What is required:
Examine the material below. Gather every line in which the string "girl" appears.

==*==

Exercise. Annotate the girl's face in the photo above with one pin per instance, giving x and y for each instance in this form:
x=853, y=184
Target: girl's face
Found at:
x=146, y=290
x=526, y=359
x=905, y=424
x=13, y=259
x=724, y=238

==*==

Result of the task:
Exercise. Annotate the girl's face in the photo above with one pin per instance, giving x and y for each instance in this form:
Target: girl's face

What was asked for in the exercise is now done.